§ Written tasks:
• 1. Answer these questions from the passage on proximity detection, each on its own line:
(a) How many pieces of voltage information does the CPU 111 recognize?
(b) Which edge portions of the monitor unit 213 can position information indicate?
(c) In FIG. 5, to which edge portion is the first transmission region SR1 set?
• 2. From the passage on proximity detection, list every step label given in parentheses, each one once, in order of first appearance.

Then, the CPU 111 of the PC 1 judges whether the mobile device 2 has come within a prescribed distance, based on the output intensity of each proximity sensor 213b (S5). Here, in the case where the mobile device 2 has come within a prescribed distance (Yes at S5), the CPU 111 recognizes the proximal position of the mobile device 2 to the PC 1 (S6).


Specifically, voltage information (exemplary output intensity) corresponding to the distance between each proximity sensor 213b and the mobile device 2 is transmitted to the control unit 110 from each proximity sensor 213b (monitor unit 213). Then, the CPU 111 recognizes the voltage information output by each proximity sensor 213b, that is, three pieces of voltage information. The CPU 111 then extracts the largest of the three pieces of voltage information, and judges whether this maximum voltage information is greater than or equal to a given value. Here, in the case where the maximum voltage information is greater than or equal to a given value, the CPU 111 recognizes the position of the proximity sensor 213b that detected this maximum voltage information as the proximal position of the mobile device 2.


Note that in the case where the mobile device 2 is not in a proximal state (No at S5), the PC 1 waits until the mobile device 2 is in proximity to the PC 1 (S3).


Next, the CPU 111 issues to the communication unit 116 a command for reporting to the mobile device 2 the proximal position of the mobile device 2 relative to the PC 1 (S7). For example, the position information of the proximity sensor 213b that detected the maximum voltage information is transmitted from the PC 1 to the mobile device 2 via the communication unit 116. Then, the mobile device 2 receives the position information from the PC 1 via the communication unit 16 (S 101). The proximal position of the mobile device 2 relative to the PC 1, that is, the position information of the mobile device 2 relative to the PC 1, is thereby recognized by the CPU 11 of the mobile device 2.


Here, position information is information for judging which portion of the PC 1 the mobile device 2 is in proximity to. For example, position information is information indicating the position of one of the upper edge portion, the left edge portion or the right edge portion (discussed later) of the monitor unit 213 of the PC 1.


Next, the CPU 111 sets a first transmission region SR1 (exemplary first region) for transmitting information in the monitor 213a (S8). For example, in FIG. 5, an example is shown in the case where the mobile device 2 is in proximity to the left edge portion of the monitor unit 213 of the PC 1, and the first transmission region SR1 is set to the left edge portion.

§ Material:
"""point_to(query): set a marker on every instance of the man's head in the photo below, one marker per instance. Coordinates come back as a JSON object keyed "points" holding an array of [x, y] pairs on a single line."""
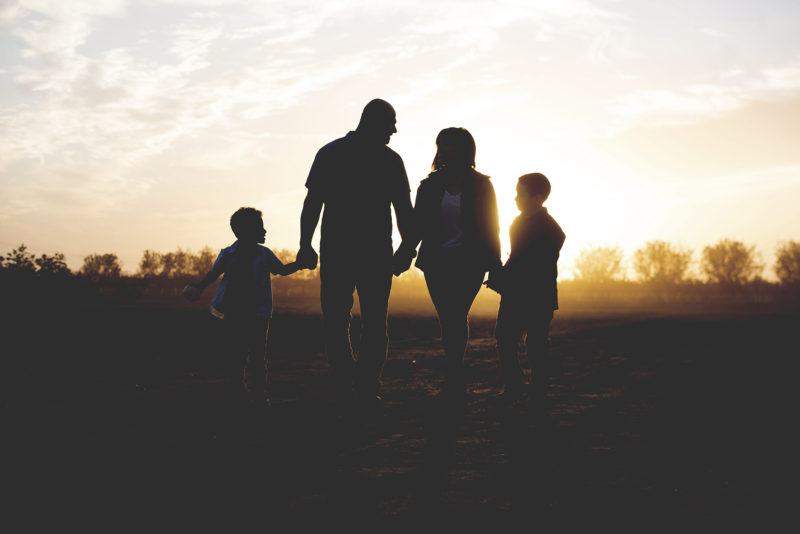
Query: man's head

§ Responses to the exercise:
• 1.
(a) Three.
(b) The upper edge portion, the left edge portion, or the right edge portion.
(c) The left edge portion.

• 2. S5, S6, S3, S7, S 101, S8